◆ Objective ◆
The line containing "Target = reddish-brown fur" marks where to begin; quote it and every line after it through the end of the data, exactly as written.

◆ Material for this exercise ◆

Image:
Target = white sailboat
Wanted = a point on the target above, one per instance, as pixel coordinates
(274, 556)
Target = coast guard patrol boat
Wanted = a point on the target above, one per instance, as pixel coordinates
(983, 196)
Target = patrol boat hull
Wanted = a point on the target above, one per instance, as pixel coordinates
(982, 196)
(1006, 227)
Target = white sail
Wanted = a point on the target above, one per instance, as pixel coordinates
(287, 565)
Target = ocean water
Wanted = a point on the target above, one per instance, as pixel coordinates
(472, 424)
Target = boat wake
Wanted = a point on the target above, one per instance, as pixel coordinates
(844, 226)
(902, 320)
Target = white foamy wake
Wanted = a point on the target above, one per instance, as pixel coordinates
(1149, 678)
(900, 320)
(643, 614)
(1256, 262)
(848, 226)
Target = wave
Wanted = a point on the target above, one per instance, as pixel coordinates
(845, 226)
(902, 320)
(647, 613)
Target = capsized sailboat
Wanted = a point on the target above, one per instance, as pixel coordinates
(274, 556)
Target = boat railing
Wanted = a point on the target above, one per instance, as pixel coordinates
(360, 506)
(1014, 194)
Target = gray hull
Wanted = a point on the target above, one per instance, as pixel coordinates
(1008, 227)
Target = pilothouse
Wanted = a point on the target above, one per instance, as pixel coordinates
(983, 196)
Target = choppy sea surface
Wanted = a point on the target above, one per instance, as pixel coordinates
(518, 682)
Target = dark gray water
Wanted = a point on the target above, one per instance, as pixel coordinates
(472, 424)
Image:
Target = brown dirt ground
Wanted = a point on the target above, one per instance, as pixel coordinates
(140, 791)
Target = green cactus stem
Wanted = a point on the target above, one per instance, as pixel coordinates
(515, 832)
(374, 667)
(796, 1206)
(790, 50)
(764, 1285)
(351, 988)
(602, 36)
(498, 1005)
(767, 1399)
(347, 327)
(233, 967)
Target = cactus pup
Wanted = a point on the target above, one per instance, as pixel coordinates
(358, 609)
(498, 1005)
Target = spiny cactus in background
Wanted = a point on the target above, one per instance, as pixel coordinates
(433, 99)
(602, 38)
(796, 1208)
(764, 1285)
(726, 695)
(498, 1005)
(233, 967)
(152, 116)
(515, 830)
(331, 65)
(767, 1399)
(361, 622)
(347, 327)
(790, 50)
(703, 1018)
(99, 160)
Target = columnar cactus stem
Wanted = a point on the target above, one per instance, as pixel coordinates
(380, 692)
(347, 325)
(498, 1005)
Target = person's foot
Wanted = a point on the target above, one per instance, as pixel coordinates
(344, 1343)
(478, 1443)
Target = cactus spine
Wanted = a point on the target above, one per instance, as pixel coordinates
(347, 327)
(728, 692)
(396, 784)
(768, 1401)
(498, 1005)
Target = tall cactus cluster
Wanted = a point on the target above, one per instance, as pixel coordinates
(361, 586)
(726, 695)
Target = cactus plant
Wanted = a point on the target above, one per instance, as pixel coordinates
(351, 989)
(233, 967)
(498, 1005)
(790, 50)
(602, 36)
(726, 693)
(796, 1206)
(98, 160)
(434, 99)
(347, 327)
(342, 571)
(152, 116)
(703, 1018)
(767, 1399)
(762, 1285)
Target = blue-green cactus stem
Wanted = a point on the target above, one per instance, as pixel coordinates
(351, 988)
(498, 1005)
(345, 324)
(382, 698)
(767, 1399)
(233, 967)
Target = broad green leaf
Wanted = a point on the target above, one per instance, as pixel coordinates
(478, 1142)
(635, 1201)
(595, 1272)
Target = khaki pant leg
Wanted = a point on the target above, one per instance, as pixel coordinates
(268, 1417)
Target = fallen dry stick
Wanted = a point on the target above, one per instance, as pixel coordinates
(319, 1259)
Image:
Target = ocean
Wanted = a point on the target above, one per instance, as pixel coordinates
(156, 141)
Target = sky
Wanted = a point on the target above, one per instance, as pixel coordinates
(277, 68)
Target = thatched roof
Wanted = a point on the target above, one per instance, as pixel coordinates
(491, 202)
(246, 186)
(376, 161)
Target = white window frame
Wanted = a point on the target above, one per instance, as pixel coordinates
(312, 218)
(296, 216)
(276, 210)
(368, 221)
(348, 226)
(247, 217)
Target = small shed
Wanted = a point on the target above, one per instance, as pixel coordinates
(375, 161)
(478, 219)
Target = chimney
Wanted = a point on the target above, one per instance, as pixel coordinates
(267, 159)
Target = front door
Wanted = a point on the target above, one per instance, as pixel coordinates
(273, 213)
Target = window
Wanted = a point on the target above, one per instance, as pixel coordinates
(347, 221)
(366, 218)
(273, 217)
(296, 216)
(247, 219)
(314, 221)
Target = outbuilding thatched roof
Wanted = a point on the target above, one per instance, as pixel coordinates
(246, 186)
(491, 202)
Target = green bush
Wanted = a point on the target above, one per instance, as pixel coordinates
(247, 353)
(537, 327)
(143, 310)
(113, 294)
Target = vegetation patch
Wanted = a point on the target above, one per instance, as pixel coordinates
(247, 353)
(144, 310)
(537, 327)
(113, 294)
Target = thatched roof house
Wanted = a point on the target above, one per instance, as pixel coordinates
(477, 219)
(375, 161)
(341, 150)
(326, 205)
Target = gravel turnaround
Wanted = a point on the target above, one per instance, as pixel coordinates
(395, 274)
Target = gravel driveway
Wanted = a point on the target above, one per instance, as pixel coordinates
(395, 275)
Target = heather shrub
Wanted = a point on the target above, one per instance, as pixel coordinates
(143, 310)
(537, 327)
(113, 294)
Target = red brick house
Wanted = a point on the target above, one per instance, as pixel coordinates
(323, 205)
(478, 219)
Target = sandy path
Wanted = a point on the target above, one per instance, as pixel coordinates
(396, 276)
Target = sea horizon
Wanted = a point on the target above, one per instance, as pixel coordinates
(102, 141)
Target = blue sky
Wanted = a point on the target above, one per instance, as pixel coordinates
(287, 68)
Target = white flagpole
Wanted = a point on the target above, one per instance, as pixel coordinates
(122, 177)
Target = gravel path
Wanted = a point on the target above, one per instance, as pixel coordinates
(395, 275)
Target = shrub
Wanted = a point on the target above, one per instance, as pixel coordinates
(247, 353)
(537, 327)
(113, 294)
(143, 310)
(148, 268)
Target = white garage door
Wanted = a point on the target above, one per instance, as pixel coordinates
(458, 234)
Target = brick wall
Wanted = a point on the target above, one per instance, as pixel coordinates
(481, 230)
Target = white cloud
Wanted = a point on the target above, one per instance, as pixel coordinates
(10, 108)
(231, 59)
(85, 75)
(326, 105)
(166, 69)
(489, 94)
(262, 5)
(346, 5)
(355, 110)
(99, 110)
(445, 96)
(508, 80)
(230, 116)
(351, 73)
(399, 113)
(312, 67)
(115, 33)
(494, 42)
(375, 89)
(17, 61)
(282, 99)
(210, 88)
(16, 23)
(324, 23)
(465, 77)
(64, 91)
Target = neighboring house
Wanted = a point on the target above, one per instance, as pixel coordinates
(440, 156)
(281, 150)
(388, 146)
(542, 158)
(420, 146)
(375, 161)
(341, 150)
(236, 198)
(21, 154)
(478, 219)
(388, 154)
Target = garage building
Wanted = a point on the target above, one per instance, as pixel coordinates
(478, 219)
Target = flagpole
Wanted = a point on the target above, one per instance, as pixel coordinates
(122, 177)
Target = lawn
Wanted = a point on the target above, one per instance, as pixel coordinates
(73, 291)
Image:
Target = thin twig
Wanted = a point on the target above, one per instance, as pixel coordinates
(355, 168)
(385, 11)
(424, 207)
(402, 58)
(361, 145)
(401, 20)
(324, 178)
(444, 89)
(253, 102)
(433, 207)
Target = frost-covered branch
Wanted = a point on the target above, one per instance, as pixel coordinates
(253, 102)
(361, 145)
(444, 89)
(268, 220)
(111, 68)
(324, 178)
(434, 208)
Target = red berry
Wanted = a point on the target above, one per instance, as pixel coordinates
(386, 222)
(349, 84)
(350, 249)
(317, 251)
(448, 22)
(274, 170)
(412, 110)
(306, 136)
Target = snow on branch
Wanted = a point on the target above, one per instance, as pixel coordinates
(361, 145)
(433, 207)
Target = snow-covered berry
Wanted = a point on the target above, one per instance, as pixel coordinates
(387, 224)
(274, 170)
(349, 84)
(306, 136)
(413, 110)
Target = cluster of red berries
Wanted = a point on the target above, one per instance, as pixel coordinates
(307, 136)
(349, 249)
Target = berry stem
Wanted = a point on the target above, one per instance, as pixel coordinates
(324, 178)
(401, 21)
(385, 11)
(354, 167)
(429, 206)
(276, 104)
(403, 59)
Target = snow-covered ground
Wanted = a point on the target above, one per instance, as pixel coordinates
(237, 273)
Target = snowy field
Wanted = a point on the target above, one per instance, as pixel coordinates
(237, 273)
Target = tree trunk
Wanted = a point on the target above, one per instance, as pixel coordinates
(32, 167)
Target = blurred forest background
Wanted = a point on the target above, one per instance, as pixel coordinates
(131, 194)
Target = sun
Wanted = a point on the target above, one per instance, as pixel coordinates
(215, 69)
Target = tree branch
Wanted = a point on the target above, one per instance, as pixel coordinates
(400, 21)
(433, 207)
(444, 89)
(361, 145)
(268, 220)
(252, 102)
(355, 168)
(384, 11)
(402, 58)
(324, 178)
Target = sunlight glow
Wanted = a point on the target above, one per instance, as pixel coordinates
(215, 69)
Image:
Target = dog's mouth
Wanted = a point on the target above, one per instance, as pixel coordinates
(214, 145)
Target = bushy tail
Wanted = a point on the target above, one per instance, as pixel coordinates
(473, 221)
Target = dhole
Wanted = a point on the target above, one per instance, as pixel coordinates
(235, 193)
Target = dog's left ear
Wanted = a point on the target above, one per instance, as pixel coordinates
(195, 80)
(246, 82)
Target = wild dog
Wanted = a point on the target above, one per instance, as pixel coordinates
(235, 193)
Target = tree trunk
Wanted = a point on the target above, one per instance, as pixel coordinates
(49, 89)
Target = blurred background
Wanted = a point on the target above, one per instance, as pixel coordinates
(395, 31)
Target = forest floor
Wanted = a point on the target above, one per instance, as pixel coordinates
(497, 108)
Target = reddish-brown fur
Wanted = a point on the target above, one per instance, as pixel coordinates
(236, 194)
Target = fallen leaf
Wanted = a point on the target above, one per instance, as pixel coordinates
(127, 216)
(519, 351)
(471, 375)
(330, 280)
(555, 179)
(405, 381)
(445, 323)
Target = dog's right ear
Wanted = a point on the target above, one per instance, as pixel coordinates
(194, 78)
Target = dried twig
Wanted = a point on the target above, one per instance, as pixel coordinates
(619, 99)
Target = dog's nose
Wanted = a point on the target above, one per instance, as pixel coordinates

◆ Result for this exercise ◆
Target = reddish-brown fur
Wanted = a point on the target above, one per instance, as pixel coordinates
(236, 194)
Target = fallen leaf
Wanted = a point on the target above, one per instance, as pixel coordinates
(127, 216)
(519, 351)
(471, 375)
(330, 280)
(555, 179)
(405, 381)
(445, 323)
Target = dog's right ear
Wanted = a point on the target above, one per instance, as pixel coordinates
(194, 78)
Target = dried twig
Wanted = a point on the target above, one per instance, as pixel coordinates
(619, 99)
Target = dog's nose
Wanted = a point on the target above, one per instance, as pixel coordinates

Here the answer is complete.